(Beginning of Information given)
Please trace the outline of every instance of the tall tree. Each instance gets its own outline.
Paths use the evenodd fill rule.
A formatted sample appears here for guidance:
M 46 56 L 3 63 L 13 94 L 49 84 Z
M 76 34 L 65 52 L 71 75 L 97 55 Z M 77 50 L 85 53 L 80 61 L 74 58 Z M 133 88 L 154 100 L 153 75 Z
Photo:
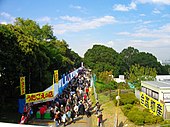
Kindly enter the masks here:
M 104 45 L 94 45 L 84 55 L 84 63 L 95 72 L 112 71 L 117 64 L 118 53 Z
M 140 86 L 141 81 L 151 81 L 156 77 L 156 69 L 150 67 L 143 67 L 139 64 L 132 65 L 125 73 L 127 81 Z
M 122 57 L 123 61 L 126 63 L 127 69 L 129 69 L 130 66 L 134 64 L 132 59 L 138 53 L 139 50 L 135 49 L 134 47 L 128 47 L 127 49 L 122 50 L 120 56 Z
(End of Information given)
(Beginning of Information given)
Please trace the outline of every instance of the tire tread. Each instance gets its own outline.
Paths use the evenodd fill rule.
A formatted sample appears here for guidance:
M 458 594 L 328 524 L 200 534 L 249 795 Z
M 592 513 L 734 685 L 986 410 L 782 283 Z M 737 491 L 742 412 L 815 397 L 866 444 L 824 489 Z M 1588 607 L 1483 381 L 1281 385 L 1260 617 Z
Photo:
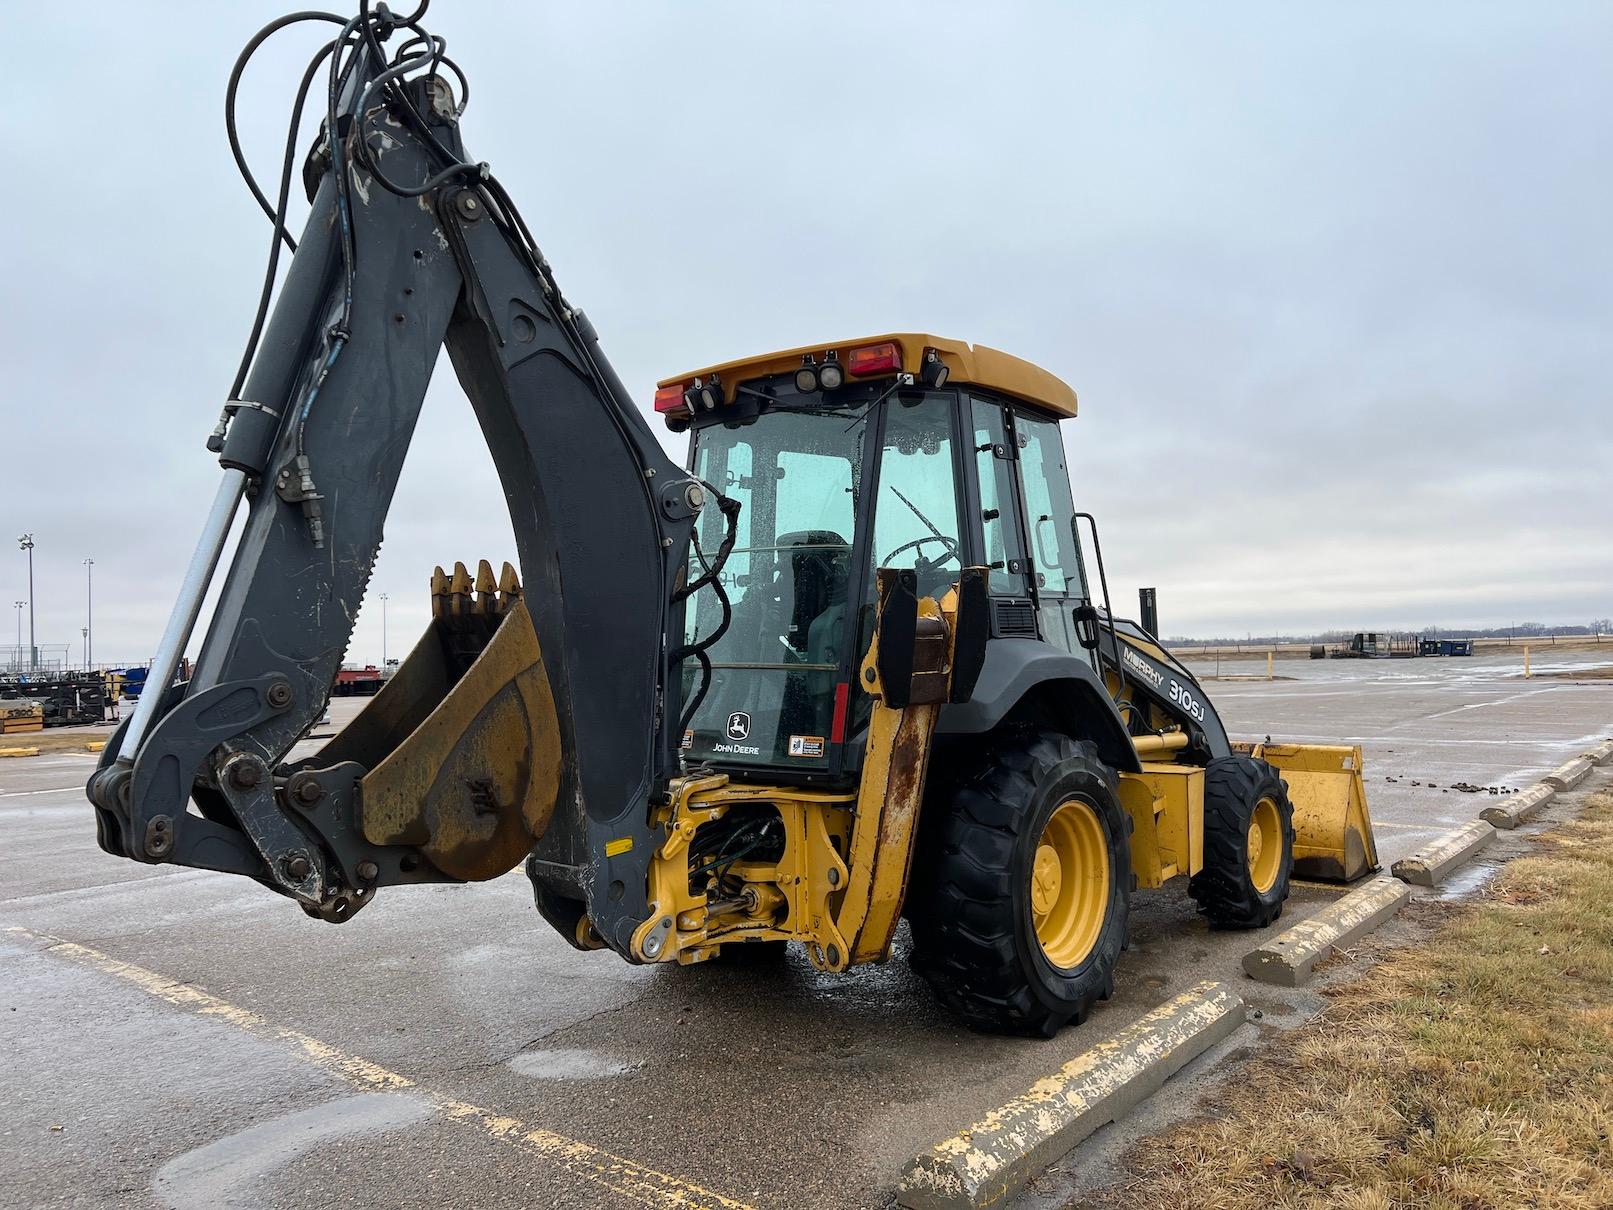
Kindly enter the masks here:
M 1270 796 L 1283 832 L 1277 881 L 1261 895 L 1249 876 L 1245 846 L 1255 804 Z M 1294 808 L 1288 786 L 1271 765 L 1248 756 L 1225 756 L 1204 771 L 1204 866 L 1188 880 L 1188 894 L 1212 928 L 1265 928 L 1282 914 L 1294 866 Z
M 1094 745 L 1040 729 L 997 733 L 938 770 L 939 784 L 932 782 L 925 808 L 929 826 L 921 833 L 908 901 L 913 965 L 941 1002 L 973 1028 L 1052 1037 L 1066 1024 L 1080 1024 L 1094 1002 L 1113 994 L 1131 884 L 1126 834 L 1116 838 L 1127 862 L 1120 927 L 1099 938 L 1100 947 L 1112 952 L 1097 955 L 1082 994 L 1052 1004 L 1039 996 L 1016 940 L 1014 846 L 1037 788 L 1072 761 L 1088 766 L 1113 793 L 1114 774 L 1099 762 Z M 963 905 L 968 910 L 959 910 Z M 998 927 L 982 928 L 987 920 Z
(End of Information given)
(Beginning of Information given)
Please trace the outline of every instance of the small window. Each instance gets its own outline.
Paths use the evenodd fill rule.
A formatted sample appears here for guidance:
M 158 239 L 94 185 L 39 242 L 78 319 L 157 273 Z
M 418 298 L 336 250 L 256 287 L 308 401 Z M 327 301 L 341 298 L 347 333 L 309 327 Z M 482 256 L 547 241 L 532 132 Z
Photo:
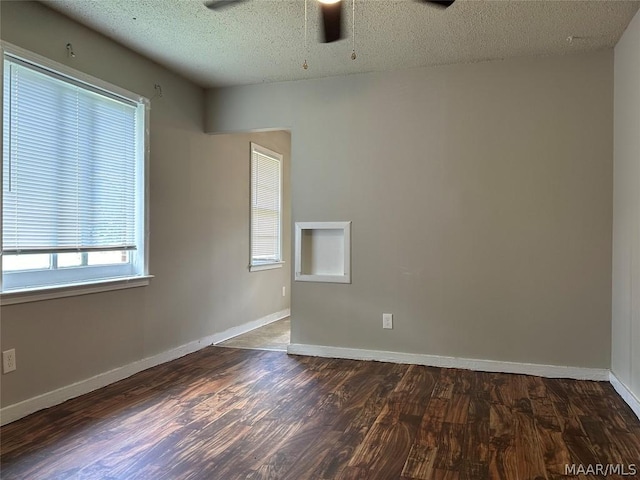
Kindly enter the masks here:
(End of Information given)
## Exercise goal
The lines holding the string "gets" are what is needed from the material above.

## Result below
Please trace the outline of every instance of the tall tree. Each instance gets its own outline.
Please trace the outline of every instance of the tire tread. Each instance gets its own outline.
Please trace the outline of every instance of the small window. Each instance gets its own outline.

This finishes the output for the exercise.